[Data extracted from a collection]

***

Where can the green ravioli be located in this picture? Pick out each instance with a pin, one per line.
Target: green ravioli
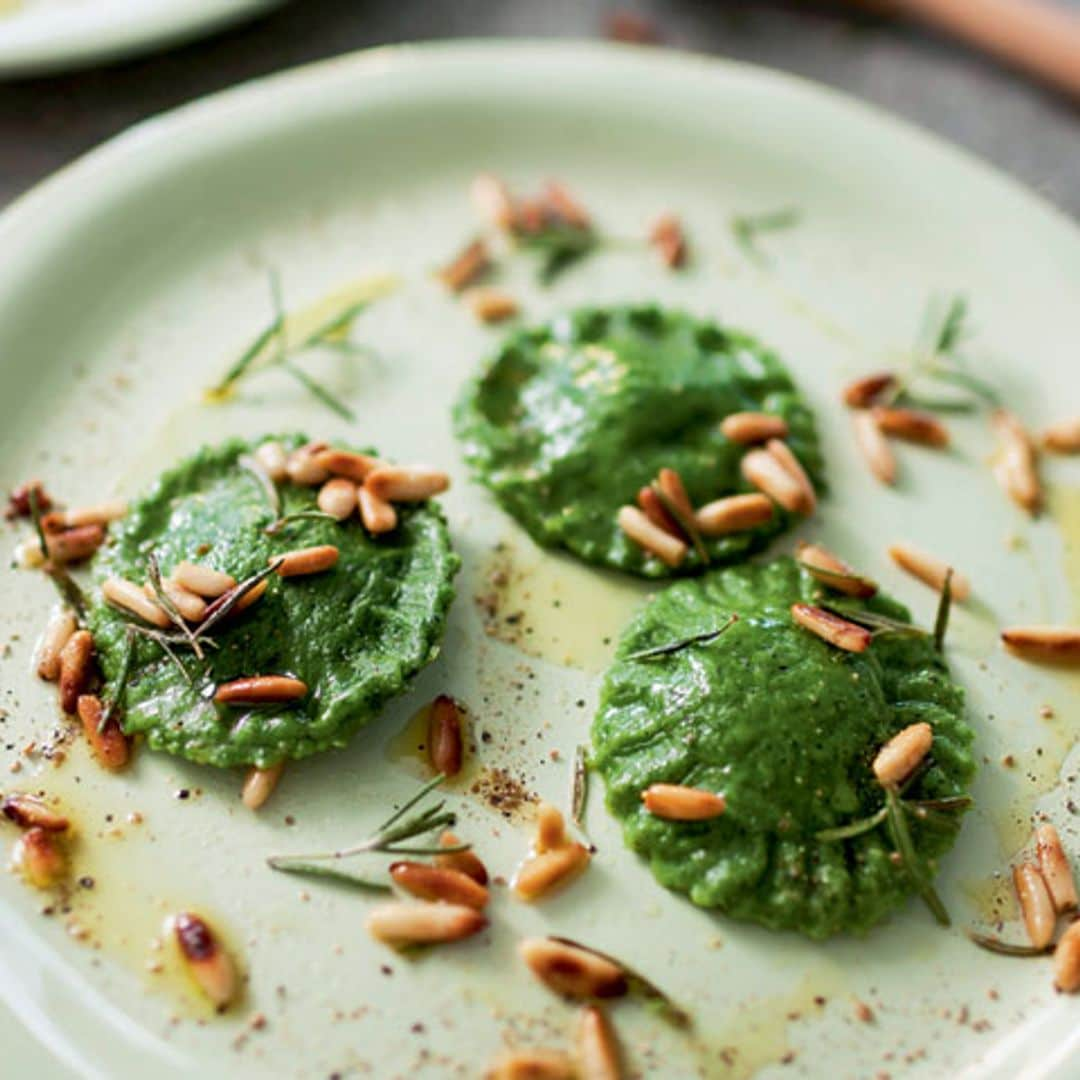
(786, 727)
(354, 634)
(570, 419)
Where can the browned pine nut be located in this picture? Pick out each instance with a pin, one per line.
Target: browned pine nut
(901, 755)
(679, 802)
(571, 971)
(831, 628)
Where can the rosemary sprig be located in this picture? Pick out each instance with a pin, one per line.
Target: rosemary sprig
(685, 643)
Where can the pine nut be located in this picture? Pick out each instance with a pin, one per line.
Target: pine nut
(912, 424)
(902, 754)
(653, 539)
(748, 428)
(833, 571)
(28, 811)
(129, 596)
(77, 660)
(831, 628)
(402, 925)
(468, 862)
(863, 392)
(109, 744)
(490, 305)
(304, 561)
(445, 743)
(1054, 865)
(874, 446)
(1035, 904)
(406, 483)
(62, 624)
(930, 570)
(597, 1048)
(202, 580)
(439, 882)
(1063, 437)
(541, 875)
(273, 460)
(260, 690)
(766, 473)
(206, 960)
(377, 514)
(733, 514)
(39, 858)
(1067, 960)
(259, 784)
(571, 971)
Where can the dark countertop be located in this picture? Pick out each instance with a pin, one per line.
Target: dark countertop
(1026, 131)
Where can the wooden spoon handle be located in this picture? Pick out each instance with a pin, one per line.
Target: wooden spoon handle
(1030, 35)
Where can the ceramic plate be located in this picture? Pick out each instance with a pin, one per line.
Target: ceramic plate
(39, 37)
(132, 279)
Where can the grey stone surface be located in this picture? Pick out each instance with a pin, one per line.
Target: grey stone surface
(1001, 117)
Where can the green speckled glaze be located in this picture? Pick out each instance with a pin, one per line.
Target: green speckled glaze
(570, 419)
(786, 727)
(354, 634)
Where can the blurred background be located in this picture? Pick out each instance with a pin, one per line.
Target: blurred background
(1029, 131)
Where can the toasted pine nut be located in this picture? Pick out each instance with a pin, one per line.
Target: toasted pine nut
(206, 960)
(571, 971)
(874, 446)
(273, 460)
(831, 628)
(1035, 904)
(377, 514)
(100, 513)
(541, 875)
(467, 862)
(28, 811)
(900, 756)
(337, 497)
(910, 424)
(653, 539)
(39, 858)
(260, 690)
(62, 624)
(109, 745)
(445, 742)
(1063, 437)
(679, 802)
(203, 580)
(930, 570)
(1055, 869)
(402, 925)
(406, 483)
(597, 1048)
(863, 392)
(73, 545)
(259, 784)
(1055, 644)
(733, 514)
(834, 571)
(1067, 960)
(466, 267)
(747, 428)
(1016, 470)
(766, 473)
(129, 596)
(490, 305)
(551, 828)
(305, 561)
(439, 882)
(77, 660)
(534, 1064)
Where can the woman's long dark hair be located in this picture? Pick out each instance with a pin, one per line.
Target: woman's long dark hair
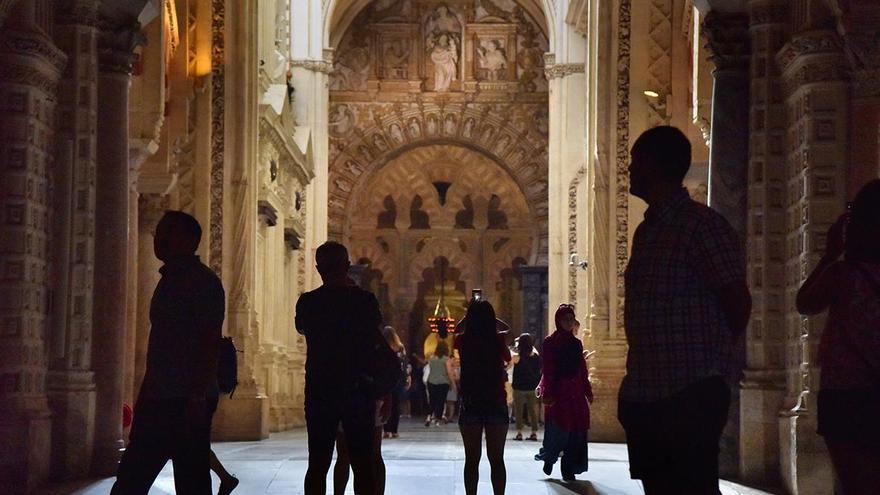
(481, 362)
(863, 230)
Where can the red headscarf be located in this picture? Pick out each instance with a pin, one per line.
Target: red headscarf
(563, 310)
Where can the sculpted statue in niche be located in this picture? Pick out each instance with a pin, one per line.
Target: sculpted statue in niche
(464, 218)
(354, 168)
(443, 38)
(415, 128)
(492, 60)
(418, 218)
(496, 216)
(342, 120)
(449, 125)
(388, 217)
(432, 125)
(396, 134)
(395, 59)
(468, 130)
(352, 68)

***

_YOUR OBJECTIVE:_ Reproduce only the lines of the records from the start up to and including the line that holds "Where can the green speckled"; do not carry over any picture.

_REPLY:_
Where can the green ravioli be located in this picture? Pick out each instance with a pin, one per line.
Target: green ravioli
(786, 727)
(354, 634)
(570, 419)
Where can the browned pine nut be located in this picture? Pick out each instance with a pin, one per line.
Target: browned pine nut
(901, 755)
(679, 802)
(571, 971)
(831, 628)
Where can the rosemary sprig be located in this picture? Pick out each instance with a pin, one per line.
Target: rosemary sprig
(685, 643)
Where can the pine nut be located in this picture? Pick out each instance with a pin, one per line.
Target: pine nut
(912, 424)
(902, 754)
(653, 539)
(748, 428)
(833, 571)
(28, 811)
(129, 596)
(77, 660)
(831, 628)
(402, 925)
(468, 862)
(863, 392)
(109, 744)
(490, 305)
(304, 561)
(445, 743)
(1054, 865)
(874, 446)
(1035, 904)
(406, 483)
(62, 624)
(930, 570)
(597, 1048)
(202, 580)
(439, 882)
(1063, 437)
(541, 875)
(273, 460)
(260, 690)
(766, 473)
(206, 960)
(377, 514)
(733, 514)
(39, 858)
(1067, 960)
(259, 784)
(571, 971)
Where can the dark countertop be located in this picture? Pick out each instance with a pin, one per line.
Target: dark countertop
(1026, 131)
Where can the wooden spoon handle be located in this picture? Pick out each instance with a pin, one per line.
Target: wooden spoon handle
(1030, 35)
Where can the ceramic plate be located in this picture? Pick out each instance with a pin, one per line.
Target: ceramic plate
(39, 37)
(132, 279)
Where can the grey stone surface be located in this picture? Pick out each instance with a pin, one per line.
Target: grey stone surface
(1001, 117)
Where can the green speckled glaze be located in this picture? Pick out each instance with a pin, one per line.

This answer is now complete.